### Data extract ###
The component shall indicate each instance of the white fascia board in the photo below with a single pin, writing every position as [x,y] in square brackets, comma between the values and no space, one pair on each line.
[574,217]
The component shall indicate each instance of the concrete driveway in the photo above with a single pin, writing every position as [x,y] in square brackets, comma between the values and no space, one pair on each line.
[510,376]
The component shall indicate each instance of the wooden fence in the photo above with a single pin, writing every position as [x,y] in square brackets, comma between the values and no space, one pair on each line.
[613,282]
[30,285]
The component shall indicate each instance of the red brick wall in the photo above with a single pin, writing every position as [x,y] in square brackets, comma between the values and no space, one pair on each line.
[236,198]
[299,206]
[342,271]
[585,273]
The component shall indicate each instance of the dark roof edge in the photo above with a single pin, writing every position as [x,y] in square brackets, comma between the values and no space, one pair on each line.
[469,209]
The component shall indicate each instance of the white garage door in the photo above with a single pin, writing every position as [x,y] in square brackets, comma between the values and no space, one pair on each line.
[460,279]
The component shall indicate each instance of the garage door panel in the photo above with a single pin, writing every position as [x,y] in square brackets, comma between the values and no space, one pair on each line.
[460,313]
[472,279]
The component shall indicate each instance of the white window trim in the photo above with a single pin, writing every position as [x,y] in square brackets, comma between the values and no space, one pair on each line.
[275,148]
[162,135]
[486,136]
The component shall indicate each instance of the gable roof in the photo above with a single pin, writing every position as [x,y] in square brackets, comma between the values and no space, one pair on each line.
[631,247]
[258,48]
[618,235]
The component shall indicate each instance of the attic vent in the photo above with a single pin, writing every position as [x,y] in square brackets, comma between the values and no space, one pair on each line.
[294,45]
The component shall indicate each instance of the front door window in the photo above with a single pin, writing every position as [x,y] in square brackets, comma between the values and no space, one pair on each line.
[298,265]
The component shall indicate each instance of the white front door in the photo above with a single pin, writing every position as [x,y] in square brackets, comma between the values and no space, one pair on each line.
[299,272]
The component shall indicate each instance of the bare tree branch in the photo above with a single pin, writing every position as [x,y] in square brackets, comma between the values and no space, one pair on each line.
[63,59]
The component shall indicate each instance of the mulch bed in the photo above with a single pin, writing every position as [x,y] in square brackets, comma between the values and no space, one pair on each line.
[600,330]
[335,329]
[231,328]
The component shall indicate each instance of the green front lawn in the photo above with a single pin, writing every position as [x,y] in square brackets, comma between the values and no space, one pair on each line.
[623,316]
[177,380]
###
Written instruction |
Rewrite the listing with "single pin" replaced by "single point" wherever it occurs, keeping everything else the same.

Solution for this exercise |
The component shall indicate each instance of the white fascia board in the photo below with a single point, writing every position as [x,y] in square brackets, comma between the values and no space, one pair on each line.
[574,217]
The component shall indicate each instance of the concrete driveway in the photo above with a single point, writing every position as [x,y] in square brackets, comma between the values and no space, one pair on each line.
[510,376]
The component shall indicate each instance of the wooden fence in the photo above with a single point, writing every position as [x,y] in square brackets, comma between the values and no space, one pair on each line.
[613,282]
[30,285]
The component shall indicate each instance of the red brick wall in the photo above with a single point, writing every position as [x,y] in square brackets, comma between the values and no space, one pair on each line.
[236,198]
[299,206]
[342,271]
[585,273]
The component shall indicate each instance of the dark roof edge in the photo above with a single point, writing every position as [x,y] in square brackets, comma between the values and no space, one pair on each line.
[469,209]
The component shall indicate each instance of the white garage door in the photo above with a single point, writing every position as [x,y] in square brackets, comma between the values and no space, one pair on each line.
[460,279]
The component shall indicate each instance of the garage door panel in the photo above with a single point, writing every position as [x,y] in square brackets, comma between the values and no space, one pair on each line.
[460,313]
[472,279]
The component shall indicate each instance of the white window trim in the photo above with a single point, writing every position as [x,y] in square brackets, comma between the values and no space, one pair on each line.
[275,148]
[162,135]
[486,136]
The component shall indicate each instance of the gable roof in the photo above with a single point, writing every position as [x,y] in square brackets, comma between the values and no space, one pair on each line.
[631,247]
[258,48]
[618,235]
The component shall indicate each instance of the attic vent in the photo above with a single point, writing every position as [x,y] in square brackets, comma between the values and no space, one pair on each line.
[294,45]
The component shall indicate each instance of the front door window in the photo above with a single point, writing every position as [x,y] in square brackets, comma between the values and no space, one pair on each line.
[298,265]
The component shall indicate each instance of the white front door in the photo above with a single point, writing every position as [x,y] in square brackets, comma between the values and no space, one pair on each line.
[299,272]
The component shall indicate each instance of the bare tree branch in the photo above with a single point, writing every position as [x,y] in square brackets, comma between the values and no space, one pair on each line.
[63,59]
The component shall indicate each instance of the mulch bed in the photo above with a single point, writing every position as [x,y] in square brackets, comma between the values and no space, one pair on each line.
[600,330]
[335,329]
[231,328]
The component shall indicate each instance of the green front lawn in the photo above with a single point, writing every position as [x,y] in square brackets, comma between the values and no space, one pair on each line.
[623,316]
[177,380]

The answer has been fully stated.